| Short problem |
Give every line again exactly as it appears, please, but not the pictures.

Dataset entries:
= = =
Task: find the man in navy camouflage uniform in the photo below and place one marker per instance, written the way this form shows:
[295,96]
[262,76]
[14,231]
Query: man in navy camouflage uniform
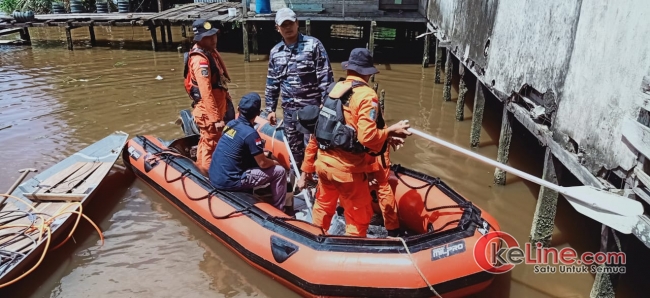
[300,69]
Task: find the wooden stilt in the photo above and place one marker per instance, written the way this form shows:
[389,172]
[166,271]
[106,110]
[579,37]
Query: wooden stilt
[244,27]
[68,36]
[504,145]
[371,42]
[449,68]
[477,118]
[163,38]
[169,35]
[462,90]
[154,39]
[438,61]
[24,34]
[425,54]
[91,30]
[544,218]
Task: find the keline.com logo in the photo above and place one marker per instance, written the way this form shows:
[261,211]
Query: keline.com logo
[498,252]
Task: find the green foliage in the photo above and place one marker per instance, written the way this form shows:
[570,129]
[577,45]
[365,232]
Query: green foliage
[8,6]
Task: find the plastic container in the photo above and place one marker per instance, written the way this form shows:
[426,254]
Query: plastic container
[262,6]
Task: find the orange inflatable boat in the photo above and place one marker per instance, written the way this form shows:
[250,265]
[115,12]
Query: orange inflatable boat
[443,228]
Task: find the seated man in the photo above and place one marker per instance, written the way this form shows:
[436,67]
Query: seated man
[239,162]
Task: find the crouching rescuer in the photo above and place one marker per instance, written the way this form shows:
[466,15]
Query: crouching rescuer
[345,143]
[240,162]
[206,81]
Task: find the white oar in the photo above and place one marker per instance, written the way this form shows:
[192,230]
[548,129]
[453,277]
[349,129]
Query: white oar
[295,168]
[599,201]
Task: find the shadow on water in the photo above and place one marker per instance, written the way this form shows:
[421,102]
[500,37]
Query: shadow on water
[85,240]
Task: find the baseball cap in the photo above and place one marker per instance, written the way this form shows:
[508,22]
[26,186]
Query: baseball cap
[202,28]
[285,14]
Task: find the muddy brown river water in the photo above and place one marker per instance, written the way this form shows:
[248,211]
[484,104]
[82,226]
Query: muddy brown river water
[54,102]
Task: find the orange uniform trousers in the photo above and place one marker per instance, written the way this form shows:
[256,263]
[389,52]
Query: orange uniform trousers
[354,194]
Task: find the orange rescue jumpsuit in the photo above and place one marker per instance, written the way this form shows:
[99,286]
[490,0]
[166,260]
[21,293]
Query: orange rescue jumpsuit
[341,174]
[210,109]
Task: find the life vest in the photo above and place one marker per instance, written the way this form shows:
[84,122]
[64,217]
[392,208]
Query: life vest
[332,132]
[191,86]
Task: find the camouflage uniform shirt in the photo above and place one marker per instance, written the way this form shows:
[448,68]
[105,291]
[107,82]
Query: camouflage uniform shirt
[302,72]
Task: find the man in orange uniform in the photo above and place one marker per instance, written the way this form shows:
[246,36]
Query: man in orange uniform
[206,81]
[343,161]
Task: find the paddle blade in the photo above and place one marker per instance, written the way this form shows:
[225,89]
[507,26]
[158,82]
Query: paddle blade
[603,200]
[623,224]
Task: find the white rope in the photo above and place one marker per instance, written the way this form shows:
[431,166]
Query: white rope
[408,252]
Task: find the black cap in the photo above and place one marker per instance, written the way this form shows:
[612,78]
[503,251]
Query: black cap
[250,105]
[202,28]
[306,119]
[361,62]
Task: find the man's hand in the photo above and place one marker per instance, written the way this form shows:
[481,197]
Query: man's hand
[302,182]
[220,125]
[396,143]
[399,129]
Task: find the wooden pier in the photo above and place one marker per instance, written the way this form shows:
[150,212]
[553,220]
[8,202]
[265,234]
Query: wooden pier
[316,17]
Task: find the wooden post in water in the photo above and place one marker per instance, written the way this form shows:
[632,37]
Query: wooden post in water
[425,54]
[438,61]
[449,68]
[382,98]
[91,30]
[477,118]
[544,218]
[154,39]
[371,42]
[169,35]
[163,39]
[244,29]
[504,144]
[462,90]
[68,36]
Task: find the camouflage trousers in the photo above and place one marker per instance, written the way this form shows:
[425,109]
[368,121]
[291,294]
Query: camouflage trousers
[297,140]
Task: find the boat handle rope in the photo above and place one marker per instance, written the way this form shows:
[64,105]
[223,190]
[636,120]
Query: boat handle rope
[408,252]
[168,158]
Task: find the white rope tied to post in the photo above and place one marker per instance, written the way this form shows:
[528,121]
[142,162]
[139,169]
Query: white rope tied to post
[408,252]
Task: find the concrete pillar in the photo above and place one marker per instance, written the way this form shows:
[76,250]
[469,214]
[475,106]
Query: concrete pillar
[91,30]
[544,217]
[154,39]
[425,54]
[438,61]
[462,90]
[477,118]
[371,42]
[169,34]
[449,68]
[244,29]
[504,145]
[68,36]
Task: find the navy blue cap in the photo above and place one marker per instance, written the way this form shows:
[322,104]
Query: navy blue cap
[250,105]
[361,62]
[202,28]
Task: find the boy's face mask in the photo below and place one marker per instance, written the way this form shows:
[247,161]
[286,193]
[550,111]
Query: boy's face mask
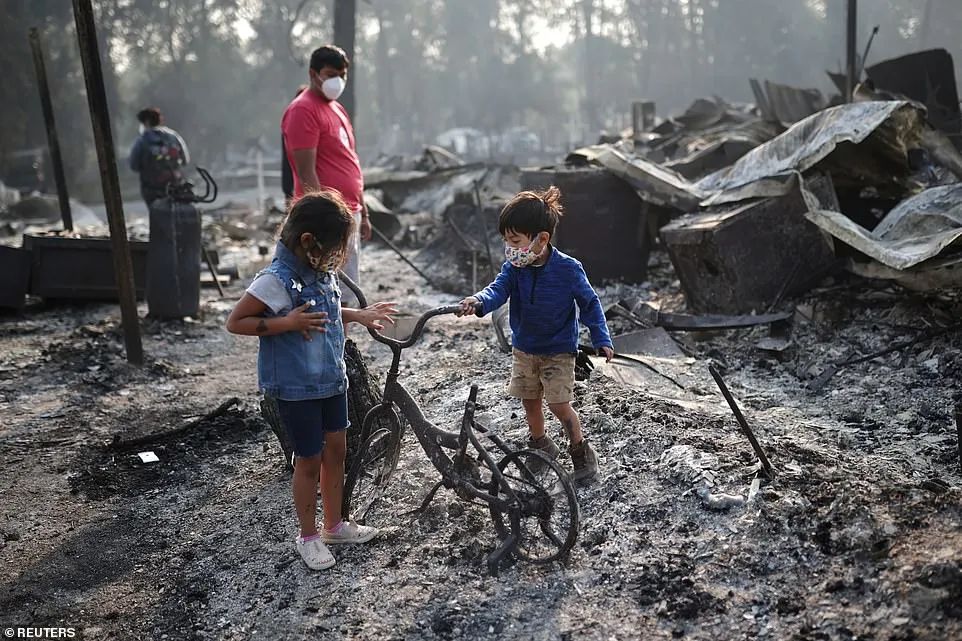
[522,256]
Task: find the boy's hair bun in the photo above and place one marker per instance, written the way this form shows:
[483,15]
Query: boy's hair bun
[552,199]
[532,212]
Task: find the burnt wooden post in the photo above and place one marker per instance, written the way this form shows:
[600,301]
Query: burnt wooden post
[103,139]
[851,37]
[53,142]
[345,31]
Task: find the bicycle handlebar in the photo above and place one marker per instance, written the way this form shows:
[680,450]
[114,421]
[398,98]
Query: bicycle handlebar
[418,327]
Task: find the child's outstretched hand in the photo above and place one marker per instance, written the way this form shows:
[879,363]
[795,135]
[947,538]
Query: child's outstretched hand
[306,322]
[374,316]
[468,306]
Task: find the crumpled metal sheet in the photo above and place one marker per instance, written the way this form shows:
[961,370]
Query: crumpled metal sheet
= = =
| Exercise response |
Task: find the man in navy camouflage uniform in the photo below and place one marker per instance, written the way this form shows:
[295,96]
[262,76]
[14,231]
Query: man in navy camouflage uniform
[300,69]
Task: find the wooden stilt in the photo above and place one marker per instance, written the way this form shows:
[389,172]
[166,271]
[106,110]
[579,37]
Query: wooden stilt
[244,27]
[68,36]
[504,145]
[371,42]
[449,68]
[477,118]
[163,38]
[169,35]
[462,90]
[154,39]
[438,61]
[24,34]
[425,54]
[91,30]
[544,218]
Task: find the keline.com logo in the photo above and place one marker per instance, written the way this form shows:
[261,211]
Query: keline.com logo
[498,252]
Task: find the green foliage in the photo above and place one marker per instance, written the way this form shows:
[570,129]
[577,45]
[365,232]
Query: green foliage
[8,6]
Task: find the plastic container in the photo above and place one marker per instance, written the way this form shows:
[426,254]
Query: plastic container
[262,6]
Task: find the orange inflatable boat in the photo above and place one marker per instance, written the way this form shows:
[250,265]
[115,12]
Query: orange inflatable boat
[443,228]
Task: find the seated man in the photo above and place one marker per instance, written the way this form shows:
[436,67]
Query: seated man
[239,162]
Task: find the crouching rescuer in the photo above and place one marker per instance, written the way this form shows:
[466,15]
Query: crouching rescuer
[345,143]
[240,162]
[206,81]
Task: find the white oar in the photo above and place one marker per instance, written the way this form shows:
[192,230]
[548,129]
[453,277]
[349,129]
Query: white oar
[295,168]
[599,201]
Task: find the shadow on water in the photo above and place one marker per instance, written the way this form shows:
[421,102]
[500,37]
Query: shadow on water
[85,240]
Task: find the baseball cap in the photo above and place one marker per instance, written the way this form shows:
[508,22]
[26,186]
Query: baseball cap
[202,28]
[285,14]
Task: find the muddy brown river water in the photo above and place one marker per instance, written the way this form shows:
[248,211]
[484,104]
[82,226]
Query: muddy brown river water
[54,102]
Task: find the orange uniform trousers in the photo above and place one marker per instance, written the way this form shows:
[256,263]
[389,52]
Query: orange uniform trousers
[354,194]
Task: find the orange rescue jumpsuit in the photo above and place one marker per instance, written the way this form shows:
[99,286]
[490,0]
[166,260]
[21,293]
Query: orange rescue jumpsuit
[341,174]
[210,109]
Task: find the life vest in the photo above and place one marker per instance, written the way this form shows:
[84,122]
[64,217]
[392,208]
Query: life vest
[332,132]
[191,86]
Task: find the camouflage uniform shirt in the photo above and place one marker per instance, written the way this form shows:
[448,68]
[105,291]
[107,82]
Query: camouflage uniform shirt
[302,72]
Task: find the man in orange uniform in the photo above and place one marker per instance, written the way this form shows:
[246,36]
Query: man in orange uniform
[206,81]
[343,161]
Task: find the paddle blade in the photo above and place one marker per instance, written the way this form shows:
[225,89]
[507,26]
[158,82]
Query: paddle blade
[603,200]
[623,224]
Task: find the white rope in the photo above and place one marker per instance, written the way this form shows:
[431,166]
Query: white rope
[408,252]
Task: find the black cap in the photo above and place one marker per instance, written the way this form shows:
[612,78]
[503,251]
Query: black cap
[250,105]
[202,28]
[306,119]
[361,62]
Task: find the man's hand in the photo above and place one marker per instance, written the way this form shows:
[481,197]
Query: man's hand
[302,182]
[220,125]
[396,143]
[399,129]
Task: find the wooden pier in the photo above and place one marker per instance, written the way this form shows:
[150,212]
[553,220]
[8,202]
[265,234]
Query: wooden pier
[316,17]
Task: find the wooden post in water in the photo above and place one marker per instance, written the way this form shows:
[632,37]
Query: wooden post in water
[425,54]
[438,61]
[449,68]
[382,98]
[91,30]
[477,118]
[544,218]
[154,39]
[371,42]
[169,35]
[163,39]
[244,29]
[504,144]
[462,90]
[68,36]
Task: find the camouflage trousers in the photo above and place one marker per instance, written the way this form shows:
[425,109]
[368,121]
[291,294]
Query: camouflage trousers
[297,140]
Task: find the boat handle rope in the photo above and place one marker per instance, written the way this form shows:
[64,105]
[223,190]
[636,120]
Query: boat handle rope
[408,252]
[168,158]
Task: find the white rope tied to post in the photo above and place one marker per instance, written the way this form shows:
[528,121]
[142,162]
[139,169]
Query: white rope tied to post
[408,252]
Task: find the concrete pillar in the photo above and place one marker per instance, written the way this form shows:
[76,250]
[469,214]
[475,106]
Query: concrete pillar
[91,30]
[544,217]
[154,39]
[425,54]
[438,61]
[462,90]
[477,118]
[371,42]
[169,34]
[449,68]
[244,29]
[504,145]
[68,36]
Task: find the navy blue cap in the photo above and place one marker per instance, written the way this form shows:
[322,104]
Query: navy blue cap
[250,105]
[361,62]
[202,28]
Task: find the boy's face mask in the photo below and place one marker per instance, written the way this form shows:
[247,161]
[286,193]
[550,111]
Query: boy's face mask
[522,256]
Task: find the boy's hair bun in the photo above and place one marker per instance, written the way this form shows:
[483,15]
Query: boy's hair bun
[552,199]
[532,212]
Task: find the burnt wooden post in the photo above and place one marker per instance, written the way this form shows:
[600,301]
Query: burnt wooden post
[103,139]
[851,37]
[53,142]
[345,31]
Task: find the bicycle handlebar in the photo above and place one marker per instance, written the way this form shows:
[680,450]
[114,421]
[398,98]
Query: bicycle handlebar
[418,327]
Task: find the child's outstretched hand in the photo above and place one marker per instance, written the way this form shows:
[879,363]
[795,135]
[947,538]
Query: child's outstretched hand
[306,322]
[374,316]
[468,306]
Task: find the crumpled metal sheet in the photo above and place one marker per instance, written the way this form shows:
[961,370]
Query: crumpled metal sheet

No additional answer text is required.